■ **TESTE DE COMPREENSÃO**
A) No excerto, quem publicou o comentário de novembro 10, 2004 às 03:17 PM?
B) Transcreva do excerto o trecho que começa em "Quer provas da" e segue até "por aí além.".

■ **EXCERTO**
:::

Quer provas da sua mentira? Aqui (http://bde.weblog.com.pt/arquivo/034527.html), pode ler a notícia de que fala. E neste post (http://bde.weblog.com.pt/arquivo/034653.html) poderá descobrir, se não der muito trabalho, um comentário mais extenso e indignado. Revelador é também o facto de me criticar a propósito de textos alheios, mas nem isso me surpreende por aí além.
Se quer mesmo desfazer a minha ideia de que a lepra mental grassa no seu pequeno domínio, pode tentar um pedido de desculpas. Mas não me parece que isso vá acontecer...

Publicado por: Luis Rainha às novembro 10, 2004 02:57 PM

Ja agora aproveito para quebrar a unanimidade subserviente e discordar da Joana:
Nao estou nada de acordo consigo na unica materia de que fala...

Publicado por: P Vieira às novembro 10, 2004 03:17 PM

Olha, olha! O Luis Rainha acha-me um "acólito" da Joana, "sem espírito crítico"! Fico mais descansado quanto ao futuro do país quando vejo um bloguista de esquerda (ou será "bloquista"?) com um poder de análise tão profundo...

:::

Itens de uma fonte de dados
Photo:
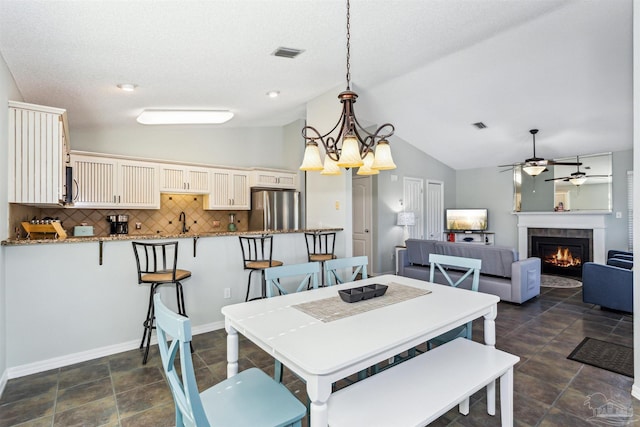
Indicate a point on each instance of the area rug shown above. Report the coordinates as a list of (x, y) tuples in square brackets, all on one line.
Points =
[(550, 281), (605, 355)]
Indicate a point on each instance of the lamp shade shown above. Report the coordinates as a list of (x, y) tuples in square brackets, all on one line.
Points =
[(311, 161), (350, 155), (406, 218), (330, 167), (534, 170), (383, 159)]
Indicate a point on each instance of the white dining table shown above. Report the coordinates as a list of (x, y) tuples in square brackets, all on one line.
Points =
[(323, 352)]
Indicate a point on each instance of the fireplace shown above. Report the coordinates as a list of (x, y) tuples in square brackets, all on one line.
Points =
[(561, 255)]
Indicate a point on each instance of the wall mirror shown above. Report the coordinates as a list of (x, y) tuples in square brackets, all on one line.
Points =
[(564, 188)]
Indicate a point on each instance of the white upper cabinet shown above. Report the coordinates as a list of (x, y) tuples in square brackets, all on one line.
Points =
[(104, 182), (37, 154), (229, 190), (274, 179), (184, 179)]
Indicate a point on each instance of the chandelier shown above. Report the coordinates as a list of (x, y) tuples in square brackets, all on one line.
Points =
[(352, 146)]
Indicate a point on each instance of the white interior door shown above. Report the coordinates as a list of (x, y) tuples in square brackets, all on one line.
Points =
[(362, 219), (413, 201), (435, 210)]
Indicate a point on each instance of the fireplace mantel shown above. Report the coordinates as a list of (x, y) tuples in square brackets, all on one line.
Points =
[(591, 220)]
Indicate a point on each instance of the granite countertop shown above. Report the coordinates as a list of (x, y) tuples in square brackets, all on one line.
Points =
[(118, 237)]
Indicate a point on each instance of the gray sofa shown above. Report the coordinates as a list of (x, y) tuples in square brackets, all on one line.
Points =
[(502, 274)]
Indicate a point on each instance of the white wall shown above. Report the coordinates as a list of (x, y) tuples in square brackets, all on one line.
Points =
[(8, 91)]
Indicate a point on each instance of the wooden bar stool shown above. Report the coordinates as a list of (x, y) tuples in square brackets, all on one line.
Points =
[(257, 254), (157, 265), (320, 248)]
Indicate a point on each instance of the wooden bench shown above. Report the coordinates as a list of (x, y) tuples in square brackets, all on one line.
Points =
[(418, 391)]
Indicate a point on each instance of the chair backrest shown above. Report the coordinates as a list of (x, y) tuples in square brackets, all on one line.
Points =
[(308, 270), (257, 249), (156, 258), (355, 265), (468, 265), (319, 243), (189, 409)]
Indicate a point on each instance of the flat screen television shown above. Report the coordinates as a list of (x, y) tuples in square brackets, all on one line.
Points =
[(466, 219)]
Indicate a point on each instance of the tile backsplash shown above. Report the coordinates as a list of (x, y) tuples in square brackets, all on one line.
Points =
[(152, 221)]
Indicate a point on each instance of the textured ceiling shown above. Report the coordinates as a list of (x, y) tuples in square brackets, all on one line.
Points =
[(431, 67)]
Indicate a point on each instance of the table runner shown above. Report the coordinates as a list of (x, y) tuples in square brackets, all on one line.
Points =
[(333, 308)]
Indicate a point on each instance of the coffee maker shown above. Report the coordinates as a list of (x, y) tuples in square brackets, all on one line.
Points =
[(119, 224)]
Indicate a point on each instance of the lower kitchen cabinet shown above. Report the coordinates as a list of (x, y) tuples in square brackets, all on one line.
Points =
[(113, 183)]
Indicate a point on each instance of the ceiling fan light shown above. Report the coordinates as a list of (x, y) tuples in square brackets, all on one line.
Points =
[(330, 167), (183, 117), (383, 159), (311, 160), (350, 155), (534, 170), (578, 181)]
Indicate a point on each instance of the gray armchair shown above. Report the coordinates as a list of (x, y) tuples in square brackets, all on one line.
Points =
[(608, 286)]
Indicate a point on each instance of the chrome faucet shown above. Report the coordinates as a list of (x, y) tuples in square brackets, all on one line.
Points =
[(183, 218)]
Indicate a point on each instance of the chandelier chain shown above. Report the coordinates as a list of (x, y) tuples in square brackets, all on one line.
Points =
[(348, 47)]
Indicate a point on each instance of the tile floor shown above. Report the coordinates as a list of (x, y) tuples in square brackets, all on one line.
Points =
[(549, 389)]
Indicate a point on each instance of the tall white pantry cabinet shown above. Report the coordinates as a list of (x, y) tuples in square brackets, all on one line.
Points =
[(38, 154)]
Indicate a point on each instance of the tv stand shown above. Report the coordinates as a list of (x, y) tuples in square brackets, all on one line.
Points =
[(473, 237)]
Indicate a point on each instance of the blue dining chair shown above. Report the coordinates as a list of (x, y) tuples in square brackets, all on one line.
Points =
[(355, 265), (309, 272), (464, 268), (249, 399)]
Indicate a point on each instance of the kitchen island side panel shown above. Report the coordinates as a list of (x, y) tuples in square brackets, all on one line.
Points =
[(62, 305)]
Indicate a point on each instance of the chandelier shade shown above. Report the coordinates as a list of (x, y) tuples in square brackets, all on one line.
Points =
[(348, 143)]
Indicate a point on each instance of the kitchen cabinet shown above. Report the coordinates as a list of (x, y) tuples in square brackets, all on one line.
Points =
[(105, 182), (184, 179), (37, 154), (229, 190), (274, 179)]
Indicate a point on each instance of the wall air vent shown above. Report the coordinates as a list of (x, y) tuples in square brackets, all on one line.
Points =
[(287, 52)]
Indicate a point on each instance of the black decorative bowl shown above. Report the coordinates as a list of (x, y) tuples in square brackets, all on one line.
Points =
[(362, 292)]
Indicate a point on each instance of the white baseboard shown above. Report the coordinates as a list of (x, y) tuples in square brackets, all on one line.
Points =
[(70, 359)]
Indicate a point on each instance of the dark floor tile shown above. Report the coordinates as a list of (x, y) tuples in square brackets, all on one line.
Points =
[(158, 416), (143, 398), (127, 380), (83, 374), (31, 385), (34, 407), (72, 397), (97, 413)]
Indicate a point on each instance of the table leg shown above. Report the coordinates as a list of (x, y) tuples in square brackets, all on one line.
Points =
[(490, 339), (319, 392), (506, 398), (232, 351)]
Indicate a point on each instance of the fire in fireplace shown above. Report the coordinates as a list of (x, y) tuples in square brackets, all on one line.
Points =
[(561, 255)]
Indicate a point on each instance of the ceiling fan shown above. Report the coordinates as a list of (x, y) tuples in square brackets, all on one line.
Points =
[(536, 165), (578, 177)]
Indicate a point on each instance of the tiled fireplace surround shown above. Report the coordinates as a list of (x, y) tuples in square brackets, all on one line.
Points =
[(152, 221), (565, 223)]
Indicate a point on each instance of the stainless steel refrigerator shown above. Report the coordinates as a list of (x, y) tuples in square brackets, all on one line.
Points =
[(275, 210)]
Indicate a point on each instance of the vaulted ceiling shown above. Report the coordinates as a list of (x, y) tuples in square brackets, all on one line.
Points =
[(431, 67)]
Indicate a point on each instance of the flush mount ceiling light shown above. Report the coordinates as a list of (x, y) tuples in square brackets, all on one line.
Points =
[(127, 87), (352, 143), (184, 117)]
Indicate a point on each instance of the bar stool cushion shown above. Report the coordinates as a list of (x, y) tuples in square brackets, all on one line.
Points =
[(165, 276), (263, 264)]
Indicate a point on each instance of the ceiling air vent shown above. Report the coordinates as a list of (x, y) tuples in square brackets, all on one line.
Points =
[(287, 52)]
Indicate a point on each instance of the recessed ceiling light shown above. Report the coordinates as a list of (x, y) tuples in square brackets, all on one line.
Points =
[(181, 117), (127, 87)]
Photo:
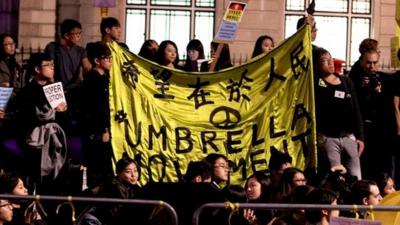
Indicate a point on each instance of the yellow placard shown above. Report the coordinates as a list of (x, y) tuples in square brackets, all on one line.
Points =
[(164, 118)]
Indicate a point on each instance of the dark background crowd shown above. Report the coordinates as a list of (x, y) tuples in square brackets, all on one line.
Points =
[(357, 116)]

:::

■ **RESULTADOS**
A) P Vieira.

B)
Quer provas da sua mentira? Aqui (http://bde.weblog.com.pt/arquivo/034527.html), pode ler a notícia de que fala. E neste post (http://bde.weblog.com.pt/arquivo/034653.html) poderá descobrir, se não der muito trabalho, um comentário mais extenso e indignado. Revelador é também o facto de me criticar a propósito de textos alheios, mas nem isso me surpreende por aí além.